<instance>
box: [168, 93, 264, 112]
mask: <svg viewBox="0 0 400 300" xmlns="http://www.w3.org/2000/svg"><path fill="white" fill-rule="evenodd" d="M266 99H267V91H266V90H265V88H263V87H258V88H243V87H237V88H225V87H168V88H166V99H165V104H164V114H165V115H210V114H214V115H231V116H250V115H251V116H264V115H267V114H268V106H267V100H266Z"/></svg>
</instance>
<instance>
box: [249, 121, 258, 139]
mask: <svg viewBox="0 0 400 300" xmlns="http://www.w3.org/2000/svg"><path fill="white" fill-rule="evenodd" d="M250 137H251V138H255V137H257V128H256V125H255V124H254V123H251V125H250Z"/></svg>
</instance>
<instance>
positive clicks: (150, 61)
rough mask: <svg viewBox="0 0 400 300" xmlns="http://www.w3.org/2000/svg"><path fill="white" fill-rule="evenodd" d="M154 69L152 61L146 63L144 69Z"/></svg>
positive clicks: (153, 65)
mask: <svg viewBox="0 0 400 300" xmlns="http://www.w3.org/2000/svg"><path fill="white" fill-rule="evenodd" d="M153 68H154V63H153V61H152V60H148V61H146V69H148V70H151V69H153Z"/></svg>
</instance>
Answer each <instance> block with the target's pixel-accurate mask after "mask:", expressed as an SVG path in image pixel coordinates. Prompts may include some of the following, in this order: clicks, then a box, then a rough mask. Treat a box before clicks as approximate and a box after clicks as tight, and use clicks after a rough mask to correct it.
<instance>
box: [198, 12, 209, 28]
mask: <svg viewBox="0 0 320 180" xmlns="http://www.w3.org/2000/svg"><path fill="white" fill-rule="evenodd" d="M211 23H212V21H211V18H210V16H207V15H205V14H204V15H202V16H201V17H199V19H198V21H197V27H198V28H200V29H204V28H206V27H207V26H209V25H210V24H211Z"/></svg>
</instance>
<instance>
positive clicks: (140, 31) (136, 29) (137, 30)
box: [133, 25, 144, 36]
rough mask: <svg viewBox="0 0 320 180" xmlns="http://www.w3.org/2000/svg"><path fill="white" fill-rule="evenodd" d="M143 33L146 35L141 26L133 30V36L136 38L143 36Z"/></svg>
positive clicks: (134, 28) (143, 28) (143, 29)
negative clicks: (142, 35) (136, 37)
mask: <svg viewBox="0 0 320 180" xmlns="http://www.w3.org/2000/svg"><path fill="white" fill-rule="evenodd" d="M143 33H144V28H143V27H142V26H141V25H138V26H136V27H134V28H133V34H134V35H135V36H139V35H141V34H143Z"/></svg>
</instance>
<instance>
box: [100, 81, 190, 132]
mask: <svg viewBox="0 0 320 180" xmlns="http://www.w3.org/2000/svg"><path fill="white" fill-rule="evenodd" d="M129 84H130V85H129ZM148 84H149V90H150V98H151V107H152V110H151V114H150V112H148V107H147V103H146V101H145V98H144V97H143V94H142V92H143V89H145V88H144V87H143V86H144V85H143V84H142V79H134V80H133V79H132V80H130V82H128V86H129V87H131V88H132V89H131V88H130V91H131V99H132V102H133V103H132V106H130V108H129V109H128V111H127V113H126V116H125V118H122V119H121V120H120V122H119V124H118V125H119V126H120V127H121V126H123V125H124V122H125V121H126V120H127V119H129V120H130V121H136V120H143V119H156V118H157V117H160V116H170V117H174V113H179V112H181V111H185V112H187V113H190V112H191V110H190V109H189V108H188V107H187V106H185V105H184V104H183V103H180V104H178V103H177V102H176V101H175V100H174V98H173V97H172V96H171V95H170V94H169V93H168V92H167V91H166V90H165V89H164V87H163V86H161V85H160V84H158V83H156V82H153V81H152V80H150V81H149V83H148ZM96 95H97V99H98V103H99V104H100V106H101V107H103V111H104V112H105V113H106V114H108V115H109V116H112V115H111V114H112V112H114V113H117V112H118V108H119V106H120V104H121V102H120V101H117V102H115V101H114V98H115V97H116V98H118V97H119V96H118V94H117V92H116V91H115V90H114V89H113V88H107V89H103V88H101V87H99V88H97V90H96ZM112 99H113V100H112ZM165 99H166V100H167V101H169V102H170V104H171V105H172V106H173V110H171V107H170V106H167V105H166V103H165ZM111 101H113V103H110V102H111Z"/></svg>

^^^^^^^^^^^^^^^^

→ **Work instructions**
Print the data in full. Match it exactly.

→ **Result of this task**
<instance>
box: [168, 93, 264, 112]
mask: <svg viewBox="0 0 400 300" xmlns="http://www.w3.org/2000/svg"><path fill="white" fill-rule="evenodd" d="M266 99H267V91H266V90H265V88H263V87H258V88H243V87H237V88H225V87H168V88H166V99H165V104H164V114H165V115H210V114H214V115H231V116H250V115H251V116H264V115H267V114H268V106H267V100H266Z"/></svg>
</instance>
<instance>
box: [249, 121, 258, 139]
mask: <svg viewBox="0 0 400 300" xmlns="http://www.w3.org/2000/svg"><path fill="white" fill-rule="evenodd" d="M250 137H251V138H255V137H257V128H256V125H255V124H254V123H251V125H250Z"/></svg>
</instance>
<instance>
positive clicks: (150, 61)
rough mask: <svg viewBox="0 0 400 300" xmlns="http://www.w3.org/2000/svg"><path fill="white" fill-rule="evenodd" d="M154 69L152 61L146 63L144 69Z"/></svg>
positive clicks: (153, 65)
mask: <svg viewBox="0 0 400 300" xmlns="http://www.w3.org/2000/svg"><path fill="white" fill-rule="evenodd" d="M153 68H154V63H153V61H152V60H148V61H146V69H148V70H151V69H153Z"/></svg>
</instance>
Answer each <instance> block with the target's pixel-accurate mask after "mask:", expressed as an SVG path in image pixel coordinates. Prompts may include some of the following, in this order: clicks, then a box, then a rough mask. Treat a box before clicks as approximate and a box after clicks as tight, and use clicks after a rough mask to correct it.
<instance>
box: [198, 12, 209, 28]
mask: <svg viewBox="0 0 320 180" xmlns="http://www.w3.org/2000/svg"><path fill="white" fill-rule="evenodd" d="M211 23H212V21H211V18H210V16H207V15H205V14H204V15H202V16H201V17H199V19H198V21H197V27H198V28H200V29H204V28H206V27H207V26H209V25H210V24H211Z"/></svg>
</instance>
<instance>
positive clicks: (140, 31) (136, 29) (137, 30)
box: [133, 25, 144, 36]
rough mask: <svg viewBox="0 0 320 180" xmlns="http://www.w3.org/2000/svg"><path fill="white" fill-rule="evenodd" d="M143 33L146 35L141 26L133 30V36L136 38L143 36Z"/></svg>
positive clicks: (134, 28) (143, 28) (143, 29)
negative clicks: (142, 35) (136, 37)
mask: <svg viewBox="0 0 320 180" xmlns="http://www.w3.org/2000/svg"><path fill="white" fill-rule="evenodd" d="M143 33H144V28H143V27H142V26H141V25H138V26H136V27H134V28H133V34H134V35H135V36H139V35H141V34H143Z"/></svg>
</instance>
<instance>
box: [100, 81, 190, 132]
mask: <svg viewBox="0 0 320 180" xmlns="http://www.w3.org/2000/svg"><path fill="white" fill-rule="evenodd" d="M129 84H130V85H129ZM148 84H149V90H150V98H151V107H152V110H151V114H150V112H148V107H147V103H146V101H145V98H144V97H143V94H142V92H143V89H145V88H144V87H143V86H144V85H143V84H142V79H134V80H133V79H132V80H130V82H128V86H129V87H131V88H132V89H131V88H130V91H131V99H132V102H133V103H132V106H130V108H129V109H128V111H127V113H126V116H125V118H122V119H121V120H120V122H119V124H118V125H119V126H120V127H121V126H123V125H124V122H125V121H126V120H127V119H129V120H130V121H136V120H143V119H156V118H157V117H160V116H170V117H174V113H179V112H181V111H185V112H187V113H190V112H191V110H190V109H189V108H188V107H187V106H185V105H184V104H183V103H180V104H178V103H177V102H176V101H175V100H174V98H173V97H172V96H171V95H170V94H169V93H168V92H167V91H166V90H165V89H164V87H163V86H161V85H160V84H158V83H156V82H153V81H152V80H150V81H149V83H148ZM96 95H97V99H98V103H99V104H100V106H101V107H103V111H104V112H105V113H106V114H108V115H109V116H112V115H111V114H112V112H114V113H117V112H118V108H119V106H120V104H121V102H120V101H117V102H115V101H114V98H115V97H116V98H118V97H119V96H118V94H117V92H116V91H115V90H114V89H113V88H107V89H103V88H101V87H99V88H97V90H96ZM112 99H113V100H112ZM165 99H166V100H167V101H169V102H170V104H171V105H172V106H173V110H171V107H170V106H167V105H166V103H165ZM111 101H113V103H110V102H111Z"/></svg>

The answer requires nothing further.